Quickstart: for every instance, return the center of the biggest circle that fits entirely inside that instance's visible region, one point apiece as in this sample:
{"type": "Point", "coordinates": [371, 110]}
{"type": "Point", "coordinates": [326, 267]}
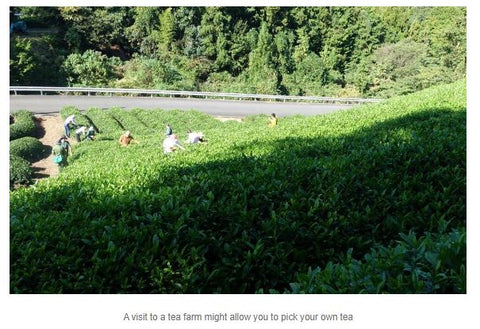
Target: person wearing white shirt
{"type": "Point", "coordinates": [171, 143]}
{"type": "Point", "coordinates": [80, 131]}
{"type": "Point", "coordinates": [66, 124]}
{"type": "Point", "coordinates": [194, 137]}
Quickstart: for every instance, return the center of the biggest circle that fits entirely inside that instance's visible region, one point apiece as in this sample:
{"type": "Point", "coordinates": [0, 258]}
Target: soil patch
{"type": "Point", "coordinates": [49, 129]}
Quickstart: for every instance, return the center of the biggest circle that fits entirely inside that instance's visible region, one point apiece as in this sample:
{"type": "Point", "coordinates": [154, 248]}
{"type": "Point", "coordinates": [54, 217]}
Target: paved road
{"type": "Point", "coordinates": [50, 104]}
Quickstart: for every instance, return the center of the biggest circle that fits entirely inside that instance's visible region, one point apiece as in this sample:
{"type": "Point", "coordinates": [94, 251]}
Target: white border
{"type": "Point", "coordinates": [370, 311]}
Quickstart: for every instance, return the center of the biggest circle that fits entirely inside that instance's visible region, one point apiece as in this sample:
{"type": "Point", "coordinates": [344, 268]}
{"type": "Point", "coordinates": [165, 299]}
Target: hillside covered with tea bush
{"type": "Point", "coordinates": [366, 200]}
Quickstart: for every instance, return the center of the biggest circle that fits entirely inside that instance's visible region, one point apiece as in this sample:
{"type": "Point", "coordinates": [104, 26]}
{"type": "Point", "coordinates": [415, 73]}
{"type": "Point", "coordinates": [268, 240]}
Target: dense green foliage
{"type": "Point", "coordinates": [23, 147]}
{"type": "Point", "coordinates": [343, 51]}
{"type": "Point", "coordinates": [373, 199]}
{"type": "Point", "coordinates": [20, 171]}
{"type": "Point", "coordinates": [23, 124]}
{"type": "Point", "coordinates": [29, 148]}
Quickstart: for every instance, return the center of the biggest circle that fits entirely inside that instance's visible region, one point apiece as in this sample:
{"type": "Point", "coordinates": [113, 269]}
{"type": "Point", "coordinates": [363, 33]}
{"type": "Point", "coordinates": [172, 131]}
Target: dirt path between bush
{"type": "Point", "coordinates": [50, 128]}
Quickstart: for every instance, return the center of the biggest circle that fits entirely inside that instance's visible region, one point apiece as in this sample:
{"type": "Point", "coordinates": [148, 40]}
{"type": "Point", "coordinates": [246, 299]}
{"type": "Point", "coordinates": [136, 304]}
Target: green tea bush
{"type": "Point", "coordinates": [23, 125]}
{"type": "Point", "coordinates": [256, 207]}
{"type": "Point", "coordinates": [430, 264]}
{"type": "Point", "coordinates": [80, 118]}
{"type": "Point", "coordinates": [29, 148]}
{"type": "Point", "coordinates": [20, 171]}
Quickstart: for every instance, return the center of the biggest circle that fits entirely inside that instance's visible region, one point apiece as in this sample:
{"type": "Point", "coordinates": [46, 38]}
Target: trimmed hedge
{"type": "Point", "coordinates": [29, 148]}
{"type": "Point", "coordinates": [20, 170]}
{"type": "Point", "coordinates": [80, 118]}
{"type": "Point", "coordinates": [428, 264]}
{"type": "Point", "coordinates": [24, 125]}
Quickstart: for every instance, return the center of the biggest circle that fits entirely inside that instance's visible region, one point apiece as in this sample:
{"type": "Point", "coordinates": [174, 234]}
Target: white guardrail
{"type": "Point", "coordinates": [188, 94]}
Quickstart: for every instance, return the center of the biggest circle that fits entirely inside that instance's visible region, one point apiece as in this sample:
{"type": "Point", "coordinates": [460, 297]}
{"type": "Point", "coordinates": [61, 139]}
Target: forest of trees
{"type": "Point", "coordinates": [324, 51]}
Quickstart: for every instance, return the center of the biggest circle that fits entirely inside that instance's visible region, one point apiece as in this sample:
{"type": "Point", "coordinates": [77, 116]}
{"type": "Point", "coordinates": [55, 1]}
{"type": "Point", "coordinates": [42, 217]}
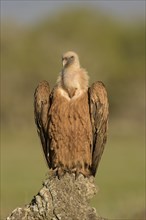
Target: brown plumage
{"type": "Point", "coordinates": [72, 120]}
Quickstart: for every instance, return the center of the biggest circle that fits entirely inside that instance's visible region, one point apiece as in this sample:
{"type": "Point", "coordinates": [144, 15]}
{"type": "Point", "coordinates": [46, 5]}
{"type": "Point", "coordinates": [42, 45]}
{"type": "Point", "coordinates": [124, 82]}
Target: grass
{"type": "Point", "coordinates": [120, 176]}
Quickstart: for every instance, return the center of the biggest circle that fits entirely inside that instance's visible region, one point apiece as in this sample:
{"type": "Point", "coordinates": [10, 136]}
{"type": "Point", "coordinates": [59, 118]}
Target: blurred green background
{"type": "Point", "coordinates": [112, 49]}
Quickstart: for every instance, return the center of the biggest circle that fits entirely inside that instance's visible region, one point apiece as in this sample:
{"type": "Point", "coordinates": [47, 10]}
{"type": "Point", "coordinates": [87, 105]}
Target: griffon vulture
{"type": "Point", "coordinates": [72, 119]}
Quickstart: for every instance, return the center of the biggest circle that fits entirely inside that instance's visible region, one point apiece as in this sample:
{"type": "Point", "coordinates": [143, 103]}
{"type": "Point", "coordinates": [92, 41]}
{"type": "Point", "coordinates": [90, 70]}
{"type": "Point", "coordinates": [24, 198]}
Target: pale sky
{"type": "Point", "coordinates": [29, 11]}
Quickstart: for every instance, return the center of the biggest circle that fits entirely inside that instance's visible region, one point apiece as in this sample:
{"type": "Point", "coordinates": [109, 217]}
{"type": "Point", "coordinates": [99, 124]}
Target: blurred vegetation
{"type": "Point", "coordinates": [111, 51]}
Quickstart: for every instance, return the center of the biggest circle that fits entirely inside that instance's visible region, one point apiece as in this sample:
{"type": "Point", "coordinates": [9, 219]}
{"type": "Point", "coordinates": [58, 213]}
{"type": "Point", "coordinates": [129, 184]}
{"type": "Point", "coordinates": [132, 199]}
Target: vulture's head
{"type": "Point", "coordinates": [70, 58]}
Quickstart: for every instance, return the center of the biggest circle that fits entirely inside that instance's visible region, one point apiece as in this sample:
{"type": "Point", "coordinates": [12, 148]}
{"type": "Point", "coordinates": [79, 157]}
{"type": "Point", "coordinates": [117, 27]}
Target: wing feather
{"type": "Point", "coordinates": [99, 118]}
{"type": "Point", "coordinates": [41, 107]}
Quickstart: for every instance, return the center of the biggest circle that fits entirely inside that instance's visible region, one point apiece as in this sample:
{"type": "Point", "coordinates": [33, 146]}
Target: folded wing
{"type": "Point", "coordinates": [99, 118]}
{"type": "Point", "coordinates": [41, 107]}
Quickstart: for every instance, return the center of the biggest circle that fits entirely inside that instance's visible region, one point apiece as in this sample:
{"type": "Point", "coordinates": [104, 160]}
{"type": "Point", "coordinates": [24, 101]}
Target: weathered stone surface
{"type": "Point", "coordinates": [61, 199]}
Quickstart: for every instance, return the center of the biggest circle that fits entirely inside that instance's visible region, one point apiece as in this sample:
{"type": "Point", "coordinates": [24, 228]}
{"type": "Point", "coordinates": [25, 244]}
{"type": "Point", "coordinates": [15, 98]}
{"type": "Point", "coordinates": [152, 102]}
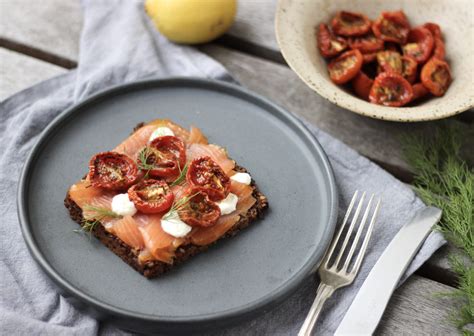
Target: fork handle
{"type": "Point", "coordinates": [323, 293]}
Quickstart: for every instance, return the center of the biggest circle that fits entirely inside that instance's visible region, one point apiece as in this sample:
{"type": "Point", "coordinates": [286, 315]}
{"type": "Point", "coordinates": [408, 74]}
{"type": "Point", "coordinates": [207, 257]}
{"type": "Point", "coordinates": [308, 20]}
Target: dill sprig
{"type": "Point", "coordinates": [181, 177]}
{"type": "Point", "coordinates": [444, 179]}
{"type": "Point", "coordinates": [178, 205]}
{"type": "Point", "coordinates": [99, 214]}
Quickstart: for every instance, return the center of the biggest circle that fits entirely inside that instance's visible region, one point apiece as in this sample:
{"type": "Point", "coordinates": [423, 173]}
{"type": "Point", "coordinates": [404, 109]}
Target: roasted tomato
{"type": "Point", "coordinates": [420, 44]}
{"type": "Point", "coordinates": [419, 91]}
{"type": "Point", "coordinates": [390, 61]}
{"type": "Point", "coordinates": [366, 44]}
{"type": "Point", "coordinates": [436, 76]}
{"type": "Point", "coordinates": [362, 84]}
{"type": "Point", "coordinates": [328, 44]}
{"type": "Point", "coordinates": [204, 172]}
{"type": "Point", "coordinates": [409, 67]}
{"type": "Point", "coordinates": [434, 29]}
{"type": "Point", "coordinates": [392, 27]}
{"type": "Point", "coordinates": [151, 196]}
{"type": "Point", "coordinates": [350, 24]}
{"type": "Point", "coordinates": [163, 157]}
{"type": "Point", "coordinates": [199, 210]}
{"type": "Point", "coordinates": [369, 58]}
{"type": "Point", "coordinates": [390, 89]}
{"type": "Point", "coordinates": [345, 67]}
{"type": "Point", "coordinates": [439, 50]}
{"type": "Point", "coordinates": [112, 171]}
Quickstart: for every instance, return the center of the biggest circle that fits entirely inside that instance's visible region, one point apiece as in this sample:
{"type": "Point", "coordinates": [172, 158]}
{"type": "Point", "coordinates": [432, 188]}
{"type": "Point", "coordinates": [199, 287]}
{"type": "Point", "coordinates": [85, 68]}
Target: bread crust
{"type": "Point", "coordinates": [155, 268]}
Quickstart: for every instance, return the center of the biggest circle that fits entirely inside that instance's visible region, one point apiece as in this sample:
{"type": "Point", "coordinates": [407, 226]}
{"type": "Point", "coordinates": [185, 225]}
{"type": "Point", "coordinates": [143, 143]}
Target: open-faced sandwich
{"type": "Point", "coordinates": [163, 195]}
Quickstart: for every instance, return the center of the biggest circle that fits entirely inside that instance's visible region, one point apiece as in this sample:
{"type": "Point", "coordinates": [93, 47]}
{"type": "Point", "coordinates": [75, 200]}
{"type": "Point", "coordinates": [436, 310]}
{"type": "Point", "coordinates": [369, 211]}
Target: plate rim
{"type": "Point", "coordinates": [273, 297]}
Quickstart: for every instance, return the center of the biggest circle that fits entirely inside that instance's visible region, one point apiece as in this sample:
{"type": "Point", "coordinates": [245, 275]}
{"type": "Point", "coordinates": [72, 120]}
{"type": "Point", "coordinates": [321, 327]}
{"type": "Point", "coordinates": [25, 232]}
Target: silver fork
{"type": "Point", "coordinates": [335, 276]}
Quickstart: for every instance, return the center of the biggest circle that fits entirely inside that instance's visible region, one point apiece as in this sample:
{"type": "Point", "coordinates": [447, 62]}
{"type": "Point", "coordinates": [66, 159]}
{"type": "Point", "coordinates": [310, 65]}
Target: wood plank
{"type": "Point", "coordinates": [18, 72]}
{"type": "Point", "coordinates": [415, 309]}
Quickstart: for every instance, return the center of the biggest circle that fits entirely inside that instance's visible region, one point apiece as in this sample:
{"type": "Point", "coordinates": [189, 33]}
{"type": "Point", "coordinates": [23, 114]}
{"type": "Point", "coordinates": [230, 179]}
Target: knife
{"type": "Point", "coordinates": [369, 304]}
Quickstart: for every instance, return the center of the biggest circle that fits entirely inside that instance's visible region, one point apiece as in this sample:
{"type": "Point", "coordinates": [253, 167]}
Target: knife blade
{"type": "Point", "coordinates": [369, 304]}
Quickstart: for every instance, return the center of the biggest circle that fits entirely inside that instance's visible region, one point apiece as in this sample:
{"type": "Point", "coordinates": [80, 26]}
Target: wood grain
{"type": "Point", "coordinates": [17, 72]}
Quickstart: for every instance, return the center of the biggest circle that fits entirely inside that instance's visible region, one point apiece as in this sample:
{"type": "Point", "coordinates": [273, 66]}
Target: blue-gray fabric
{"type": "Point", "coordinates": [119, 45]}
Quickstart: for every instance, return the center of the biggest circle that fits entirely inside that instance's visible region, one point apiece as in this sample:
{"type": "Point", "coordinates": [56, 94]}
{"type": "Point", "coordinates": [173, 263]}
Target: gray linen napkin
{"type": "Point", "coordinates": [120, 45]}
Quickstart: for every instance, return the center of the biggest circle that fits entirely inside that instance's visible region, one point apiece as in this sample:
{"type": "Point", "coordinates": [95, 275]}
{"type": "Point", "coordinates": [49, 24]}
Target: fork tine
{"type": "Point", "coordinates": [361, 254]}
{"type": "Point", "coordinates": [349, 231]}
{"type": "Point", "coordinates": [341, 228]}
{"type": "Point", "coordinates": [355, 242]}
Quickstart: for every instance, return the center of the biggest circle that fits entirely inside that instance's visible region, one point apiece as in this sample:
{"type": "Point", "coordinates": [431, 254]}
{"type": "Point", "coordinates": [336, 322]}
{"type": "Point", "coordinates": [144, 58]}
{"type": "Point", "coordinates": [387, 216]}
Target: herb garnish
{"type": "Point", "coordinates": [181, 177]}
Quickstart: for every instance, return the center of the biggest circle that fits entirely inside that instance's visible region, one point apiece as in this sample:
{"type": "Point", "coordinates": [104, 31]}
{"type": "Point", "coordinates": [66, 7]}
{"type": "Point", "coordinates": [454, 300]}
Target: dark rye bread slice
{"type": "Point", "coordinates": [152, 269]}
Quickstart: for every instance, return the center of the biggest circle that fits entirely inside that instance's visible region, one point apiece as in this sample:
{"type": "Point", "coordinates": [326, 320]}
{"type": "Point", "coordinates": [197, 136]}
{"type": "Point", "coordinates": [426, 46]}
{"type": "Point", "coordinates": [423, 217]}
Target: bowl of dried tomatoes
______________________________
Your answer should be the line with "Target: herb garnish" and all lines after it in the listing above, repeated exactly. No other lines belong.

Target: herb garnish
{"type": "Point", "coordinates": [181, 177]}
Quickstart: for every instance, return the center of the biggest circle that fits entirely inside that instance's visible region, one point apiece as in this sample:
{"type": "Point", "coordinates": [104, 31]}
{"type": "Point", "coordinates": [66, 7]}
{"type": "Point", "coordinates": [454, 300]}
Target: dark rye bread slice
{"type": "Point", "coordinates": [152, 269]}
Quickstart: for every instance, return the center of the biggest circle that fits entirely inside that instance's visible region, one point apiece as in this sample:
{"type": "Point", "coordinates": [326, 320]}
{"type": "Point", "coordinates": [197, 136]}
{"type": "Point", "coordinates": [426, 46]}
{"type": "Point", "coordinates": [423, 217]}
Target: bowl of dried tomatoes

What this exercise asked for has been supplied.